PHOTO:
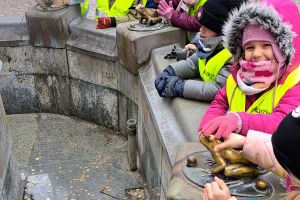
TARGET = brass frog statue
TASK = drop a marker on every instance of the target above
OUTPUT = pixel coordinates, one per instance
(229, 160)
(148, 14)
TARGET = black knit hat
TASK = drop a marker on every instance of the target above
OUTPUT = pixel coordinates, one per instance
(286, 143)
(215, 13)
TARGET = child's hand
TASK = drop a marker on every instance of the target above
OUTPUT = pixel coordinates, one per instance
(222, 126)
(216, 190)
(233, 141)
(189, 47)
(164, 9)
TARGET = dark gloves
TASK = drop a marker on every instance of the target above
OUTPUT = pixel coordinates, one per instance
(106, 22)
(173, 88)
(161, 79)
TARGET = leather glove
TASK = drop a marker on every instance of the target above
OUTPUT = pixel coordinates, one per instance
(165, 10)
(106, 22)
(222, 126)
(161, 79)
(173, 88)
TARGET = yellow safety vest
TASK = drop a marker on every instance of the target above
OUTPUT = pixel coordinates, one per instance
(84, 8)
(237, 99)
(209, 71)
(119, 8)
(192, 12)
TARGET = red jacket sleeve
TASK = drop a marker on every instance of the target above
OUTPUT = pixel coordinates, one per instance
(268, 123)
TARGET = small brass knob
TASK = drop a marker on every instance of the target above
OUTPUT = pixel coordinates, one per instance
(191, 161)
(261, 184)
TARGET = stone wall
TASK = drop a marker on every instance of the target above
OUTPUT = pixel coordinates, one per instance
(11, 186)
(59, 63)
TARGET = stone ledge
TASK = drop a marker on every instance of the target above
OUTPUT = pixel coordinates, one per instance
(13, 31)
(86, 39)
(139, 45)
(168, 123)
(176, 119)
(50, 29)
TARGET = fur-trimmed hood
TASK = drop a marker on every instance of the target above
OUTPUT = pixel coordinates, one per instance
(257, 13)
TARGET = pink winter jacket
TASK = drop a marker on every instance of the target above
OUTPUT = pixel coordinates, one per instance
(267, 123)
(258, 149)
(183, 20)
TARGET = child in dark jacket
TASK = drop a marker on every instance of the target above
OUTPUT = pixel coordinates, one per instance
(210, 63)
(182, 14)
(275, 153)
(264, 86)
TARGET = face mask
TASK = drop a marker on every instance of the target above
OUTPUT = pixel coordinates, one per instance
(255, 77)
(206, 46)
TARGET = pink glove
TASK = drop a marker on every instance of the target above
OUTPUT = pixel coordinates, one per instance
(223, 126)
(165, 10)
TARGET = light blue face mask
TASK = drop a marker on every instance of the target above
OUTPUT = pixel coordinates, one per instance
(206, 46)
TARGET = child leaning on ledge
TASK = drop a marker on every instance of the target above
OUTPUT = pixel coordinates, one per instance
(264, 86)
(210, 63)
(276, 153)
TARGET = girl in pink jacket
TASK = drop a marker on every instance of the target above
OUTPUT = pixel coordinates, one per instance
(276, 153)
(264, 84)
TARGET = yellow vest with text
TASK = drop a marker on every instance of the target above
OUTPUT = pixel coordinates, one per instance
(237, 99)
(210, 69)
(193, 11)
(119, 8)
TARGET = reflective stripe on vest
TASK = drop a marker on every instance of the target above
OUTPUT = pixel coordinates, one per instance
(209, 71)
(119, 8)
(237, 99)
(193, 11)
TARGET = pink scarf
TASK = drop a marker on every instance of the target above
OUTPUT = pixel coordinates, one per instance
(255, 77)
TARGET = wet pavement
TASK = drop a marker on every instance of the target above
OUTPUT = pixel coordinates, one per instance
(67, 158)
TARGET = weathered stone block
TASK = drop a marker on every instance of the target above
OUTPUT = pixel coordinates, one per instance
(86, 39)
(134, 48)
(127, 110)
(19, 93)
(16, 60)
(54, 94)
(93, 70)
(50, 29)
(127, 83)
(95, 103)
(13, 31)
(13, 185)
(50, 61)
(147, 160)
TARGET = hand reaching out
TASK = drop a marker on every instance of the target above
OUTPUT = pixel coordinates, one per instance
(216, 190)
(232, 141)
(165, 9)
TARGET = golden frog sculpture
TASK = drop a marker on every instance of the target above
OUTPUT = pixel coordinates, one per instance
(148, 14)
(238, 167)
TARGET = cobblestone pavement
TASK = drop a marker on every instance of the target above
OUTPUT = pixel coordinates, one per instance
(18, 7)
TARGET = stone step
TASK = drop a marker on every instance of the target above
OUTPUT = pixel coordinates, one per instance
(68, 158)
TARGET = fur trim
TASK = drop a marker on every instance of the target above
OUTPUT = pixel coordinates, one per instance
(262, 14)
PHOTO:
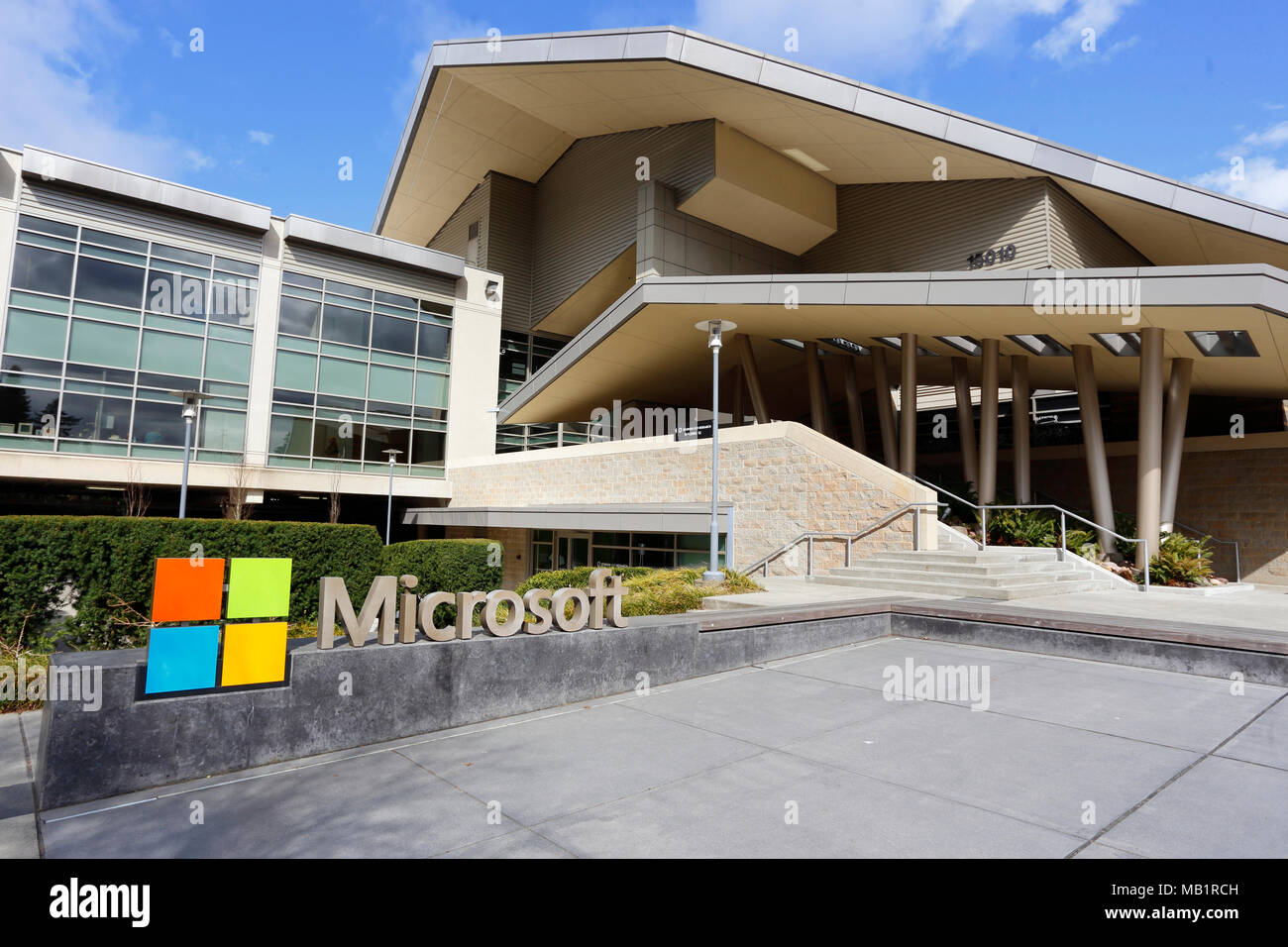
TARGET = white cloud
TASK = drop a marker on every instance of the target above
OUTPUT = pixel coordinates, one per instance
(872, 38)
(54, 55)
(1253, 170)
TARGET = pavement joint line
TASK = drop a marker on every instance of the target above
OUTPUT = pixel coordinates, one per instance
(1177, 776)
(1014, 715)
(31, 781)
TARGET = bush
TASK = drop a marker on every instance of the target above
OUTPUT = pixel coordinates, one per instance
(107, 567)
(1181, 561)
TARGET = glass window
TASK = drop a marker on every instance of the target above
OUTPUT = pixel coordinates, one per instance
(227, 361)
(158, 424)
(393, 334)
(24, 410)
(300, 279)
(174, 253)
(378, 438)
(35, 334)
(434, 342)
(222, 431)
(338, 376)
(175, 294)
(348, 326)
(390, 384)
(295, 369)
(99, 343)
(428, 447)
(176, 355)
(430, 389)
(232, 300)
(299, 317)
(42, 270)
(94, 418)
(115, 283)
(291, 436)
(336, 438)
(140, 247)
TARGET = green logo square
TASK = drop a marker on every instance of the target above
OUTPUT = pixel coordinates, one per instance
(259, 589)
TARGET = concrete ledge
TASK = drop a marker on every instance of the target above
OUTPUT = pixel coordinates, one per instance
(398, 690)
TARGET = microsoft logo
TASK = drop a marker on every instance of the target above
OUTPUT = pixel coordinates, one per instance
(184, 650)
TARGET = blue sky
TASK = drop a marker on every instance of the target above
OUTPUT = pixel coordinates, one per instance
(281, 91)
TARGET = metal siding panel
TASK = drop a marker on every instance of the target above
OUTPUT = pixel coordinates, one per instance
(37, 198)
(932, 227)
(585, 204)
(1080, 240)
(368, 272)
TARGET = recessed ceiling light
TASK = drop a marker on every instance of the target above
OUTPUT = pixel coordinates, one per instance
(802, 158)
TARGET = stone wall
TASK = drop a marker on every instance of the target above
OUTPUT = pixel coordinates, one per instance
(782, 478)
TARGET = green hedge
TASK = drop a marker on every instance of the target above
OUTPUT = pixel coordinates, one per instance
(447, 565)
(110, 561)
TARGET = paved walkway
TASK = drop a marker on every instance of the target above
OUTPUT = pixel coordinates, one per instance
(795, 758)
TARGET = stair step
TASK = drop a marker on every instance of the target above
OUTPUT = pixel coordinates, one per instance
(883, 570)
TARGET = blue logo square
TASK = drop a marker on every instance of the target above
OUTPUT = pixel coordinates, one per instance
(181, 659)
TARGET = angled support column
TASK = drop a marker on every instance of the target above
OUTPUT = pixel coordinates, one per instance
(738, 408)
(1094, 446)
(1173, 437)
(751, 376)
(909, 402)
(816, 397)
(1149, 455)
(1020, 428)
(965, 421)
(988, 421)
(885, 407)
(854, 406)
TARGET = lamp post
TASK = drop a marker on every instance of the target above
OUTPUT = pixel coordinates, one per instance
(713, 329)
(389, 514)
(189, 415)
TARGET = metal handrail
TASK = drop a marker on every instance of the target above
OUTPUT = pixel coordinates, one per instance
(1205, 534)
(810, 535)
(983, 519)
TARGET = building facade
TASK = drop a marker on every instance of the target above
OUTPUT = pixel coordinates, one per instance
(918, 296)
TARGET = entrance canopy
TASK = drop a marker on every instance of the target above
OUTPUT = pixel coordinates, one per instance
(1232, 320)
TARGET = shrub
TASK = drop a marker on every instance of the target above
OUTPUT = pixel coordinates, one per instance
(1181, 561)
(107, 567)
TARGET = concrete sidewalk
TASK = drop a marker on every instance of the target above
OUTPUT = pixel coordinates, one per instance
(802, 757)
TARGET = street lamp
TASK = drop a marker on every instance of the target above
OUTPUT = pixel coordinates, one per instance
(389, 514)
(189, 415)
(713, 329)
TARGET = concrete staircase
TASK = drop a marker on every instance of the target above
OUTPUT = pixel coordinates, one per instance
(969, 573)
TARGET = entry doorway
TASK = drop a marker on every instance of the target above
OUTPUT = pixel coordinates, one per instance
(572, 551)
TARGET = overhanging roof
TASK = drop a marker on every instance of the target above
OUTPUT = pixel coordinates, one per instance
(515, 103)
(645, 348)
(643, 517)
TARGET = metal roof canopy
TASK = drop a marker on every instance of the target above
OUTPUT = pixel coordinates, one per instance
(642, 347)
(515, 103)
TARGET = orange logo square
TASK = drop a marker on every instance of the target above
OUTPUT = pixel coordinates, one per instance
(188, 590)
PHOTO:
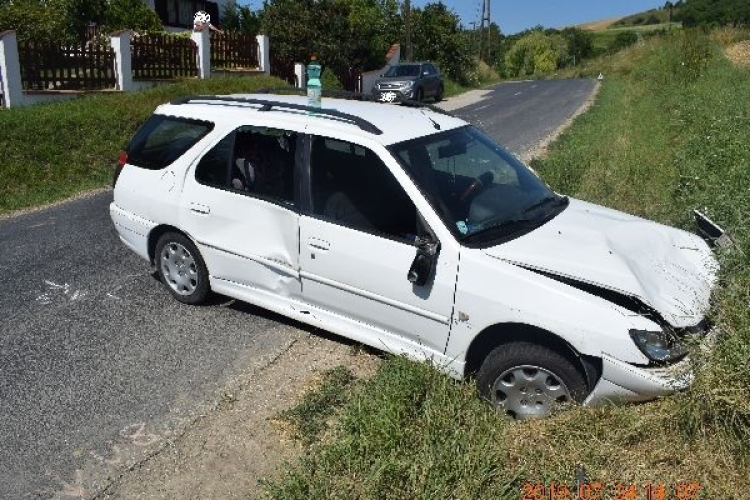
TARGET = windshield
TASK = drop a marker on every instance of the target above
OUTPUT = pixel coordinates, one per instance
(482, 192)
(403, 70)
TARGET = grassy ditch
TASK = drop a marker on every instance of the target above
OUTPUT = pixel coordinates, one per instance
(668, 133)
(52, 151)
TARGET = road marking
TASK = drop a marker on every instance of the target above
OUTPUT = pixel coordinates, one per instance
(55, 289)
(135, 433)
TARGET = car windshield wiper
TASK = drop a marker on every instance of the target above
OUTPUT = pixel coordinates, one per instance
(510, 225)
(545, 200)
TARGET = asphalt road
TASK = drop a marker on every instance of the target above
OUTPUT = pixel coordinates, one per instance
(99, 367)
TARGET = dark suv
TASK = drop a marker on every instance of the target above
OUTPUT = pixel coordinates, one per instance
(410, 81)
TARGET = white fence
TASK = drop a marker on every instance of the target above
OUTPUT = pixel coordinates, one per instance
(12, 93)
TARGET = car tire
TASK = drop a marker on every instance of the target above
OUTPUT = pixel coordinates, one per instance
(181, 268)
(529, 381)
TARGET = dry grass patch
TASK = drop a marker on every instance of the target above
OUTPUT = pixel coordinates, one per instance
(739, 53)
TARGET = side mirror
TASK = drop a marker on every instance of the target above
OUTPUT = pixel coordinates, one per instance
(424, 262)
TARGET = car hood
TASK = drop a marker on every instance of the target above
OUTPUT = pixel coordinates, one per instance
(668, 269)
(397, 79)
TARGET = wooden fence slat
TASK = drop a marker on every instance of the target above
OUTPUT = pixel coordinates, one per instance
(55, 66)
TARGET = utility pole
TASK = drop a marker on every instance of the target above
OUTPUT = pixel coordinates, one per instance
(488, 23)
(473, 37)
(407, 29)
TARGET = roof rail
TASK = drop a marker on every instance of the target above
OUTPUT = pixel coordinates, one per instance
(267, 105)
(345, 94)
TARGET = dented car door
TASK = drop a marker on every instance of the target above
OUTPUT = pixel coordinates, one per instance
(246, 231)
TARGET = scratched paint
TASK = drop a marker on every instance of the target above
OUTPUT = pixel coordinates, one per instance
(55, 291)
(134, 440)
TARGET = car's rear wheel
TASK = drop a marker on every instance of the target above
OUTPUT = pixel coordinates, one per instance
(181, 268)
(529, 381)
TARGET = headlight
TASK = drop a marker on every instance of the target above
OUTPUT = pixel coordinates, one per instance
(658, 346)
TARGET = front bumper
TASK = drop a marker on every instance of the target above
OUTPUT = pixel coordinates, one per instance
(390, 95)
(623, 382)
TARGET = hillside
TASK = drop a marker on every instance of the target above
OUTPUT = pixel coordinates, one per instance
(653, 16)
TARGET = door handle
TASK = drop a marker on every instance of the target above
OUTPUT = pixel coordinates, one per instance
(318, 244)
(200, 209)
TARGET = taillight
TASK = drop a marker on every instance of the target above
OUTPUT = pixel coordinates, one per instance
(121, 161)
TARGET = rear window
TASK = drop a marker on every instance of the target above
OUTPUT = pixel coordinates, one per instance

=======

### What to produce
Only the lines from the one with "TARGET = scratched paint" through the end of the material are wanted; copy them exactly, both ends included.

### Expected answer
TARGET = scratched paint
TASK = drop a marker on every instance of the target above
OUTPUT = pixel coordinates, one per instance
(55, 291)
(134, 440)
TARGET = car's rear wheel
TASK = drop a marker on every instance of the target above
OUTPUT = pixel coordinates, one per instance
(181, 268)
(529, 381)
TARGET = headlight
TASK = drop a marker on every instance of the target above
OUTPUT = pixel coordinates, one per instance
(658, 346)
TARGET = front bumper
TASK = drop a marker on every instance of the target above
OUTPUT = pixel coordinates, one per instance
(390, 95)
(623, 382)
TARGET = hillside
TASK = drop a marker on every instance of the target above
OUTPUT = pixel coordinates, one per instance
(653, 16)
TARGET = door handle
TASK = drop a marker on every instance of the target above
OUTPUT = pixel coordinates, one per instance
(318, 244)
(200, 209)
TARGET = taillight
TASK = drop a marker on every instance of the target above
OUTPUT = pixel coordinates, one per instance
(121, 161)
TARGET = rear window
TASK = drop a marker on every instance of the target above
OUTPUT = pixel coordinates, one per instance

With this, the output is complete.